Dataset entries -
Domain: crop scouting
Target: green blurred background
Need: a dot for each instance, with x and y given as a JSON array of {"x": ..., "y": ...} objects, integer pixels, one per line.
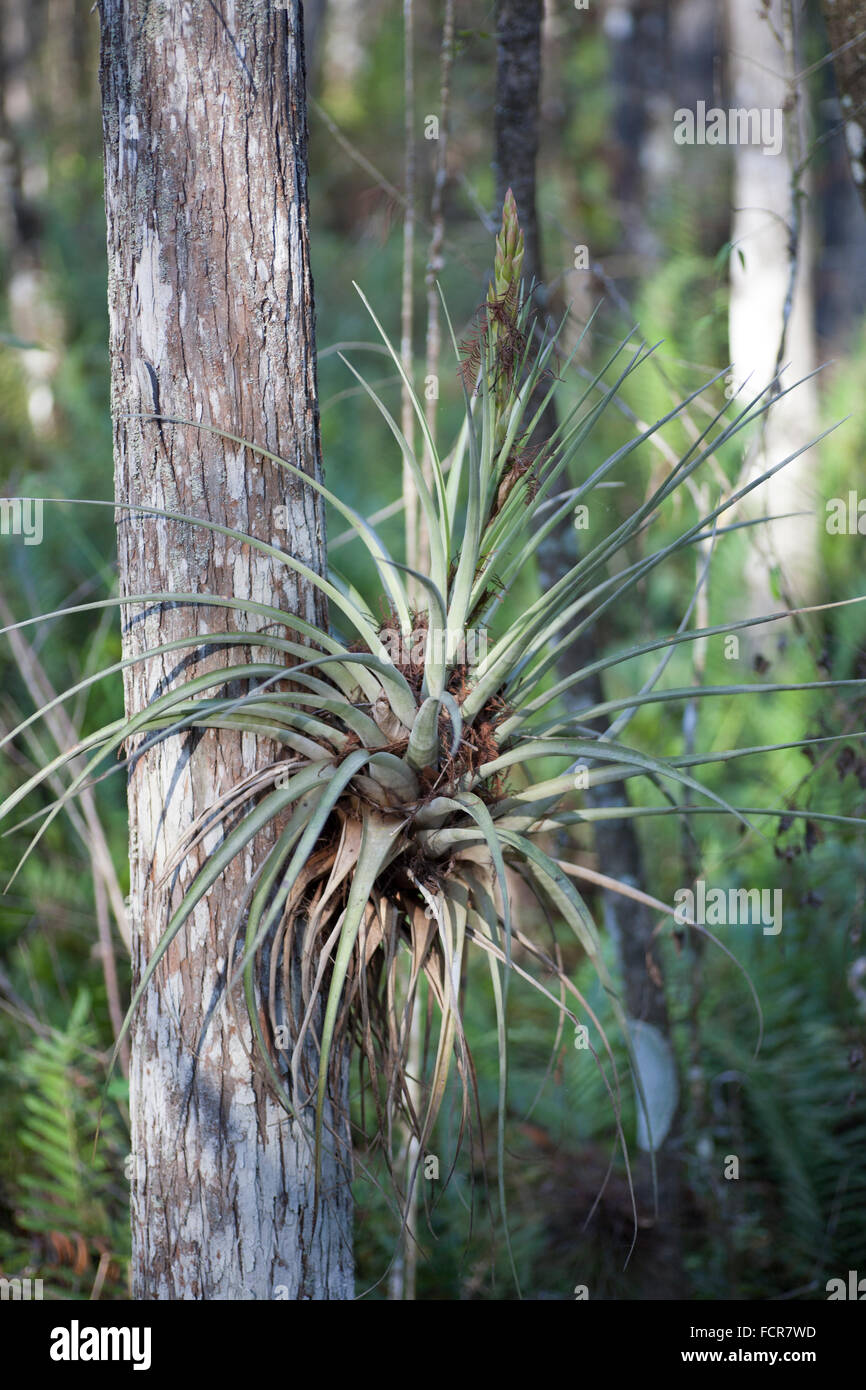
[{"x": 795, "y": 1115}]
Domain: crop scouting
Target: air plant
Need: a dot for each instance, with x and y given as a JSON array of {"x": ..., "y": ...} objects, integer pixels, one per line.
[{"x": 414, "y": 780}]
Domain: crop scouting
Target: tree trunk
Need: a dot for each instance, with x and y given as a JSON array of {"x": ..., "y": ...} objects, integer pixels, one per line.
[
  {"x": 773, "y": 280},
  {"x": 847, "y": 31},
  {"x": 630, "y": 923},
  {"x": 210, "y": 306}
]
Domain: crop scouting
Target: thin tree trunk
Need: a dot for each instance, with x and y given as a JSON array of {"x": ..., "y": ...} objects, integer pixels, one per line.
[
  {"x": 847, "y": 31},
  {"x": 210, "y": 306},
  {"x": 770, "y": 314},
  {"x": 630, "y": 923}
]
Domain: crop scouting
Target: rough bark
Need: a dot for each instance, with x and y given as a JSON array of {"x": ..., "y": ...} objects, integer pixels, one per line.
[
  {"x": 770, "y": 303},
  {"x": 619, "y": 849},
  {"x": 210, "y": 306},
  {"x": 845, "y": 22}
]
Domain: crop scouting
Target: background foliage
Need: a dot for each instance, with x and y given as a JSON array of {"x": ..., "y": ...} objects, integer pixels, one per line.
[{"x": 795, "y": 1115}]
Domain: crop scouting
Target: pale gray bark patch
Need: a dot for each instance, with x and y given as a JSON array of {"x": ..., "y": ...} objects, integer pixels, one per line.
[{"x": 210, "y": 302}]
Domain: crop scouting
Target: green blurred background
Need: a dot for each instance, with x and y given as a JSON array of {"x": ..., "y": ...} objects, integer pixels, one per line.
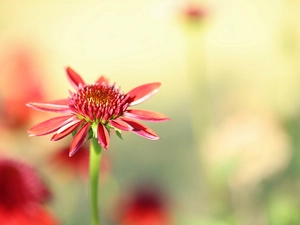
[{"x": 230, "y": 73}]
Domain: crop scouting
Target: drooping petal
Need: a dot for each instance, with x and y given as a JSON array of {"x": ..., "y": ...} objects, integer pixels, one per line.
[
  {"x": 74, "y": 78},
  {"x": 141, "y": 129},
  {"x": 103, "y": 80},
  {"x": 103, "y": 136},
  {"x": 120, "y": 125},
  {"x": 66, "y": 130},
  {"x": 146, "y": 115},
  {"x": 50, "y": 126},
  {"x": 54, "y": 106},
  {"x": 142, "y": 93},
  {"x": 79, "y": 139}
]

Activity - Pull out every line of the records that includes the string "trunk".

Result of this task -
Target: tree trunk
Target: thin tree trunk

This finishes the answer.